## Texte extrait
'''

Un autre projet de loi a été préparé par le CRTD-A, basé sur deux principes, celui de l’égalité entre l’homme et la femme, et celui du refus de toute exclusion (comme celle des Palestiniens, par exemple). L’association essaie de faire connaître ce texte aux parlementaires, dans le but ultime d’obtenir dix signatures pour enclencher le débat dans l’hémicycle. Entre-temps, l’association poursuit, en collaboration avec plusieurs ONG féminines, une campagne sur le sujet.
A tout cela, il faut ajouter un certain assouplissement des formalités à l’initiative de la Sûreté générale: à partir de l’année dernière, les enfants de mère libanaise peuvent obtenir un permis de séjour pour trois ans au lieu d’une année. Le mari peut également profiter de cette décision, mais il doit pour cela souscrire à des conditions très difficiles.
Sombre avenir pour les enfants
Mais que pensent les principaux concernés des différents points soulevés? Que ce soit A. D. ou Georges, ils pensent qu’une solution doit être trouvée au plus vite, même si cela signifie qu’il faut contourner momentanément le nœud de la présence des Palestiniens au Liban. Pour A. D., «la racine du problème se trouve dans les lois discriminatoires, d’où le fait qu’il faudrait voter un texte qui consacre une fois pour toutes l’égalité entre les hommes et les femmes dans tous les domaines civils». Comme Georges, elle insiste sur la question de la réciprocité. «Le Liban a signé un accord avec l’Union européenne. La moindre des choses est qu’il donne aux femmes le droit d’accorder la nationalité à des maris européens», dit-elle.

'''

(Lignes de pointage d'objets nommés)
'''

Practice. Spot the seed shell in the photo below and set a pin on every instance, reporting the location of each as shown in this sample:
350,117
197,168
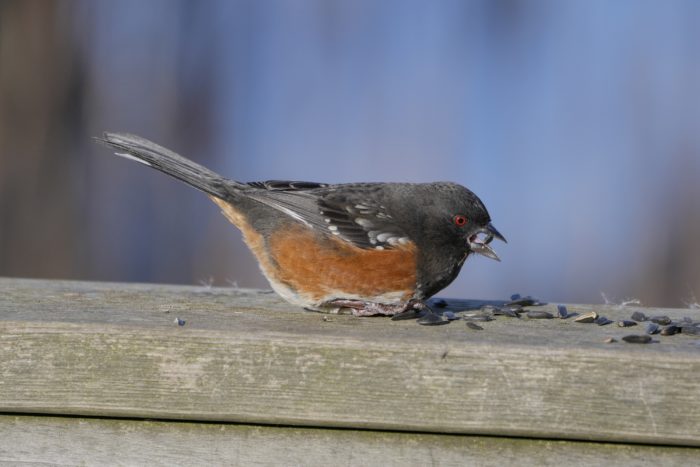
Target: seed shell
587,317
639,316
539,315
637,339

'''

## Actions à mener
1. Dans le texte sur la nationalité et les femmes au Liban, pour combien de temps les enfants de mère libanaise peuvent-ils désormais obtenir un permis de séjour ?
2. Prolongez le texte sur la nationalité et les femmes au Liban à la suite de sa dernière phrase.

## Corrigés
1. Pour trois ans, au lieu d'une année.

2.
Georges va plus loin et se déclare convaincu que trouver la bonne solution à cette affaire ouvrira la voie à une nouvelle perspective pour le pays. «Aux yeux de l’Occident, un changement au niveau de cette loi sera perçu de manière très positive, et aura un impact sur l’image de la femme orientale auprès de ces populations, dit-il. Le problème de la nationalité pousse de nombreuses personnes à quitter le pays, alors qu’une modification des conditions encouragerait beaucoup d’étrangers mariés à des Libanaises à s’y installer.»
Mais, en définitive, ce sont surtout les enfants et leur avenir qui inquiètent les parents. «Aux fêtes nationales, je vois mon fils revenir à la maison, ayant appris l’hymne national, raconte A. D. Il ne se doute pas qu’il n’est même pas de nationalité libanaise. Un jour, mes enfants seront dégoûtés de savoir que leur pays ne leur accorde pas la nationalité. Ils voudront s’en aller ailleurs, là où l’égalité existe.» Et d’ajouter: «Le Liban veut soi-disant pousser les jeunes éduqués à rester au pays. Mais, de cette façon, il les pousse vers la sortie.»
Georges, lui, montre une photo de sa fille, juchée sur ses épaules, brandissant le drapeau libanais lors d’une manifestation pour l’indépendance et la liberté. «Ma fille est libanaise, même sans nationalité, souligne-t-il. Pour elle, quand elle grandira, ce sera frustrant et déroutant. Les jeunes ont besoin de connaître leur identité, pas de vivre une crise d’identité supplémentaire.»
Régler ce problème ne revient pas seulement à souscrire à une question de principe, celle de l’égalité entre citoyens, mais aussi à aider de nombreux foyers à surmonter des difficultés importantes. Saura-t-on cependant imposer ce débat à une époque aussi mouvementée de l’histoire du pays?
S. B.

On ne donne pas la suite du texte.